• EXTRACTED RECORDS:
* start *
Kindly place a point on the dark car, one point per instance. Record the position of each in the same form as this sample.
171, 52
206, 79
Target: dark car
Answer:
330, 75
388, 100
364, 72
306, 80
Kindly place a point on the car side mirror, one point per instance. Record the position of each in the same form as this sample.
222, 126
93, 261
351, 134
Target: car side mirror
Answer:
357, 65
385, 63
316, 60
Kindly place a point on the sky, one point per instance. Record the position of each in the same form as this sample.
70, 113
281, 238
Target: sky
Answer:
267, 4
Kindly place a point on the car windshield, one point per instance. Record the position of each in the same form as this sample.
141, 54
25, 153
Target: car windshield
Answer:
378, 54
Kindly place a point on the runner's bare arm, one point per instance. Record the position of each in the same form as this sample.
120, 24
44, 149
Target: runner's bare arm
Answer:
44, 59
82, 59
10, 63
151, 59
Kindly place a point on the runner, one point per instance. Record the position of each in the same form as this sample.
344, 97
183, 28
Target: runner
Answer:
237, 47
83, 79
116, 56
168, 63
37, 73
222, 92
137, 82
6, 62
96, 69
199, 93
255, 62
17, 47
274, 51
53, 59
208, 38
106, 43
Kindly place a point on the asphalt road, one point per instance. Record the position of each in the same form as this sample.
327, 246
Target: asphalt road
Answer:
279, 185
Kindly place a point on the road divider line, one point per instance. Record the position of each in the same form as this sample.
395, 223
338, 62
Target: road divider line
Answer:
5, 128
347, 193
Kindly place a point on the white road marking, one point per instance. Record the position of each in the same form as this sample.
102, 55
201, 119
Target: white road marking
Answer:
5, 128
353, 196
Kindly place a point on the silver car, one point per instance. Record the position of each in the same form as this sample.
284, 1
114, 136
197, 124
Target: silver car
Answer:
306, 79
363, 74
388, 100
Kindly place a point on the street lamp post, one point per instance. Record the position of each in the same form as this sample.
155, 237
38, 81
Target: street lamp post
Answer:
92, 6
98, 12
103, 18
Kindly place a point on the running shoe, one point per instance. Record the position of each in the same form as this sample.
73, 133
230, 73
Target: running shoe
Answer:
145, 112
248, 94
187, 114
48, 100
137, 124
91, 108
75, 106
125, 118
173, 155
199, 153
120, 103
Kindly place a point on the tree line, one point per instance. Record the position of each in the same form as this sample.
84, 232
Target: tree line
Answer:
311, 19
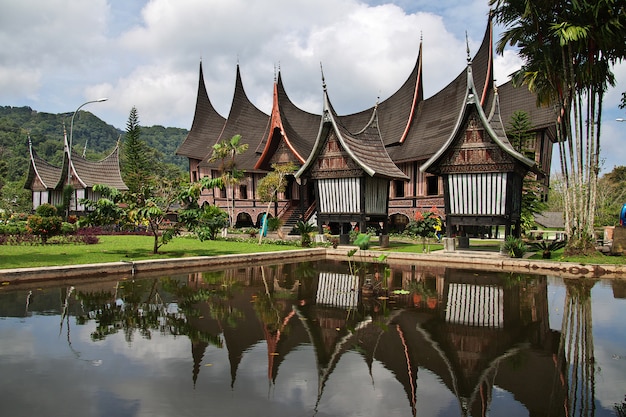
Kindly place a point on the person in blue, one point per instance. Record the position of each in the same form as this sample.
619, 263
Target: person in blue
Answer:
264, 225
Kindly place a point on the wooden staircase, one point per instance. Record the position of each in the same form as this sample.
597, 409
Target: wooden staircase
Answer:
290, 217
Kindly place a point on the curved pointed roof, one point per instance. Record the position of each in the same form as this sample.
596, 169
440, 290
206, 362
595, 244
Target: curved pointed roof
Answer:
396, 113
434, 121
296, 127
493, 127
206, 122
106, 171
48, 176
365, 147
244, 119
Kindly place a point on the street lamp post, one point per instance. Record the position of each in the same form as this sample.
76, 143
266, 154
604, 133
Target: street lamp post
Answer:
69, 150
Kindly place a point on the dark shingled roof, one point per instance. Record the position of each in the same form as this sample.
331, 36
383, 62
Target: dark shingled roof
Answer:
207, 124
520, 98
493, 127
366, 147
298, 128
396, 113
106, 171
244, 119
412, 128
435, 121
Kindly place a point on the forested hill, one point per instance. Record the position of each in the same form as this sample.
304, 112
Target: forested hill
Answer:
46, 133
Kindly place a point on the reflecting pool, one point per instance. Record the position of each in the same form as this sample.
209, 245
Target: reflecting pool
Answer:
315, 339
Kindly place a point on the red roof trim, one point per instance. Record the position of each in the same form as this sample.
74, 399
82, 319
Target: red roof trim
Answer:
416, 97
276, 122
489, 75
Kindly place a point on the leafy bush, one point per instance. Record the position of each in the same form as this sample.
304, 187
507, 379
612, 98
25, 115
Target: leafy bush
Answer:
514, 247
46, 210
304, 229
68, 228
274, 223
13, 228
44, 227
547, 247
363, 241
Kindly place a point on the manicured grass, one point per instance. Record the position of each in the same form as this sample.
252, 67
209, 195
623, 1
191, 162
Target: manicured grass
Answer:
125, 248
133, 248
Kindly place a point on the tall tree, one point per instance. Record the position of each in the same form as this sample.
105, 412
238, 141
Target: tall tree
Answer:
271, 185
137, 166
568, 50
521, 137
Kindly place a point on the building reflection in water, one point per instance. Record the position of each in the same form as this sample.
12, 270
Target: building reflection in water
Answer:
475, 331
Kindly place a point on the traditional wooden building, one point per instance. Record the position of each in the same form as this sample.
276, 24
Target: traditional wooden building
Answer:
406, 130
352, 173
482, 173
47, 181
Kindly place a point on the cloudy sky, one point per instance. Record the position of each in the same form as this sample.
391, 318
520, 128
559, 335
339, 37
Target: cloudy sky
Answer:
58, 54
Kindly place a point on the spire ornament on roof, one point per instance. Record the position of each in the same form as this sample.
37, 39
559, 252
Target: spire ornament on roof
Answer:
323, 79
* end *
• TASK OBJECTIVE:
Lay out every line above as a Markdown table with the columns Row and Line text, numbering the rows and skipping any blank lines. Keep the pictures out of the answer.

• EXPECTED OUTPUT:
| Row | Line text |
|---|---|
| 1 | Kindly place a point on the dark car, one point per instance. Record the position of each in the same form as this sample. |
| 2 | 171, 52 |
| 3 | 206, 79 |
| 4 | Target: dark car |
| 5 | Answer: |
| 6 | 330, 75 |
| 7 | 388, 100 |
| 8 | 364, 72 |
| 9 | 306, 80 |
| 10 | Kindly place a point on the car side mirror, one point per instance. Record the position of each in the same form as this sample. |
| 11 | 222, 126 |
| 12 | 93, 261 |
| 13 | 351, 134 |
| 14 | Target: car side mirror |
| 15 | Answer: |
| 16 | 357, 65 |
| 17 | 385, 63 |
| 18 | 316, 60 |
| 19 | Kindly place a point on the sky, one point per instance. Record the position of each in the same form as this sample. |
| 20 | 70, 113 |
| 21 | 281, 238 |
| 22 | Target: sky |
| 23 | Answer: |
| 24 | 267, 4 |
| 25 | Kindly place a point on the car windshield, one point per instance. Record the position of each in the same form as this sample. |
| 26 | 141, 54 |
| 27 | 25, 153 |
| 28 | Target: car windshield |
| 29 | Answer: |
| 30 | 378, 54 |
| 31 | Kindly place a point on the runner's bare arm, one point per instance. Record the position of each in the same form as this sample. |
| 32 | 120, 24 |
| 33 | 44, 149 |
| 34 | Target: runner's bare arm |
| 35 | Answer: |
| 36 | 44, 59 |
| 37 | 82, 59 |
| 38 | 10, 63 |
| 39 | 151, 59 |
| 40 | Kindly place a point on the runner, one point per instance. Record the position of each in the same form as this sample. |
| 41 | 344, 97 |
| 42 | 183, 28 |
| 43 | Target: runner |
| 44 | Answer: |
| 45 | 237, 47 |
| 46 | 83, 79 |
| 47 | 116, 56 |
| 48 | 168, 63 |
| 49 | 37, 73 |
| 50 | 222, 92 |
| 51 | 137, 82 |
| 52 | 6, 62 |
| 53 | 96, 69 |
| 54 | 199, 93 |
| 55 | 255, 62 |
| 56 | 17, 47 |
| 57 | 274, 51 |
| 58 | 53, 59 |
| 59 | 208, 38 |
| 60 | 106, 43 |
| 61 | Kindly place a point on the asphalt road, one point per instance. Record the position of each in the same form as this sample. |
| 62 | 327, 246 |
| 63 | Target: asphalt road |
| 64 | Answer: |
| 65 | 279, 185 |
| 66 | Kindly place a point on the road divider line, one point per instance. Record the position of each in the same form as this sample. |
| 67 | 395, 223 |
| 68 | 338, 62 |
| 69 | Target: road divider line |
| 70 | Answer: |
| 71 | 5, 128 |
| 72 | 347, 193 |
| 73 | Kindly place a point on the white road marking, one point per instance. Record the position of each in the same form as this sample. |
| 74 | 102, 55 |
| 75 | 201, 119 |
| 76 | Target: white road marking |
| 77 | Answer: |
| 78 | 5, 128 |
| 79 | 353, 196 |
| 80 | Kindly place a point on the silver car, one point per instance. Record the position of each in the same form as this sample. |
| 81 | 284, 1 |
| 82 | 114, 136 |
| 83 | 197, 124 |
| 84 | Target: silver car |
| 85 | Answer: |
| 86 | 306, 79 |
| 87 | 363, 74 |
| 88 | 388, 100 |
| 89 | Kindly place a point on the street lamp post, one point per instance. Record the position of each in the same form as this sample. |
| 90 | 155, 237 |
| 91 | 38, 81 |
| 92 | Target: street lamp post |
| 93 | Answer: |
| 94 | 92, 6 |
| 95 | 98, 12 |
| 96 | 103, 18 |
| 97 | Kindly place a point on the running shoe, one point per instance. Record the position of each in the same form as this sample. |
| 98 | 73, 133 |
| 99 | 230, 73 |
| 100 | Target: running shoe |
| 101 | Answer: |
| 102 | 145, 112 |
| 103 | 248, 94 |
| 104 | 187, 114 |
| 105 | 48, 100 |
| 106 | 137, 124 |
| 107 | 91, 108 |
| 108 | 75, 106 |
| 109 | 125, 118 |
| 110 | 173, 155 |
| 111 | 199, 153 |
| 112 | 120, 103 |
| 113 | Kindly place a point on the tree line, one point per instance. Record the position of each in the same form as this sample. |
| 114 | 84, 232 |
| 115 | Target: tree line |
| 116 | Answer: |
| 117 | 311, 19 |
| 118 | Kindly place a point on the person in blue, one point per instance. Record the position of each in the same form as this sample. |
| 119 | 619, 263 |
| 120 | Target: person in blue |
| 121 | Answer: |
| 122 | 264, 225 |
| 123 | Kindly place a point on the wooden staircase, one point per instance. Record the position of each in the same form as this sample. |
| 124 | 597, 409 |
| 125 | Target: wooden staircase |
| 126 | Answer: |
| 127 | 290, 217 |
| 128 | Kindly place a point on the curved pointed roof, one point per instance. Record the position of each in the same form as this sample. |
| 129 | 596, 169 |
| 130 | 440, 290 |
| 131 | 206, 362 |
| 132 | 595, 244 |
| 133 | Target: curved pointed roof |
| 134 | Answer: |
| 135 | 396, 113 |
| 136 | 434, 121 |
| 137 | 296, 127 |
| 138 | 493, 127 |
| 139 | 206, 122 |
| 140 | 106, 171 |
| 141 | 48, 176 |
| 142 | 365, 147 |
| 143 | 244, 119 |
| 144 | Kindly place a point on the street lamp post, one point per instance. Record the position of each in the same form as this sample. |
| 145 | 76, 143 |
| 146 | 266, 154 |
| 147 | 604, 133 |
| 148 | Target: street lamp post |
| 149 | Answer: |
| 150 | 69, 150 |
| 151 | Kindly place a point on the dark shingled roof, one point per instance. Record the position of each in the same form as this sample. |
| 152 | 331, 36 |
| 153 | 383, 62 |
| 154 | Target: dark shingled roof |
| 155 | Answer: |
| 156 | 207, 124 |
| 157 | 520, 98 |
| 158 | 493, 127 |
| 159 | 366, 147 |
| 160 | 298, 128 |
| 161 | 396, 113 |
| 162 | 106, 171 |
| 163 | 244, 119 |
| 164 | 412, 128 |
| 165 | 435, 121 |
| 166 | Kindly place a point on the forested hill, one point per instance. Record the position of each in the same form as this sample. |
| 167 | 304, 112 |
| 168 | Target: forested hill |
| 169 | Answer: |
| 170 | 46, 133 |
| 171 | Kindly place a point on the reflecting pool, one point per instance. Record the position of each in the same form as this sample. |
| 172 | 209, 245 |
| 173 | Target: reflecting pool |
| 174 | Answer: |
| 175 | 315, 339 |
| 176 | Kindly place a point on the red roof trim, one point per instance. Record the position of each in the same form as this sample. |
| 177 | 74, 399 |
| 178 | 82, 319 |
| 179 | Target: red roof trim |
| 180 | Answer: |
| 181 | 416, 97 |
| 182 | 276, 122 |
| 183 | 489, 75 |
| 184 | Kindly place a point on the leafy bush, one point per instance. Record the position of each in the same form as this sample. |
| 185 | 304, 187 |
| 186 | 507, 379 |
| 187 | 612, 98 |
| 188 | 25, 115 |
| 189 | Target: leafy bush |
| 190 | Answer: |
| 191 | 514, 247 |
| 192 | 46, 210 |
| 193 | 304, 229 |
| 194 | 68, 228 |
| 195 | 274, 223 |
| 196 | 13, 228 |
| 197 | 44, 227 |
| 198 | 547, 247 |
| 199 | 363, 241 |
| 200 | Kindly place a point on the manicured grass, one point per instance. Record the position of each in the same form as this sample. |
| 201 | 252, 67 |
| 202 | 209, 195 |
| 203 | 623, 1 |
| 204 | 191, 162 |
| 205 | Target: manicured grass |
| 206 | Answer: |
| 207 | 125, 248 |
| 208 | 133, 248 |
| 209 | Kindly place a point on the tall tree, one point per instance. Record the position of each in the same form as this sample. |
| 210 | 105, 412 |
| 211 | 238, 141 |
| 212 | Target: tall tree |
| 213 | Answer: |
| 214 | 271, 185 |
| 215 | 137, 166 |
| 216 | 568, 50 |
| 217 | 521, 137 |
| 218 | Kindly place a point on the building reflection in water, one point per instance. Record the position of each in the same form as this sample. |
| 219 | 12, 270 |
| 220 | Target: building reflection in water |
| 221 | Answer: |
| 222 | 475, 331 |
| 223 | Kindly place a point on the traditional wooden building, one point per instance. Record the position of each in the same form as this sample. |
| 224 | 276, 24 |
| 225 | Target: traditional wooden building |
| 226 | Answer: |
| 227 | 406, 130 |
| 228 | 352, 173 |
| 229 | 482, 173 |
| 230 | 47, 181 |
| 231 | Kindly place a point on the cloudy sky, one point per instance. Record the position of each in the same form as this sample. |
| 232 | 391, 318 |
| 233 | 520, 128 |
| 234 | 559, 335 |
| 235 | 339, 37 |
| 236 | Target: cloudy sky |
| 237 | Answer: |
| 238 | 58, 54 |
| 239 | Kindly place a point on the spire ornament on roof, one point per instance. Record the position of each in the same form as this sample. |
| 240 | 37, 39 |
| 241 | 559, 252 |
| 242 | Target: spire ornament on roof |
| 243 | Answer: |
| 244 | 323, 79 |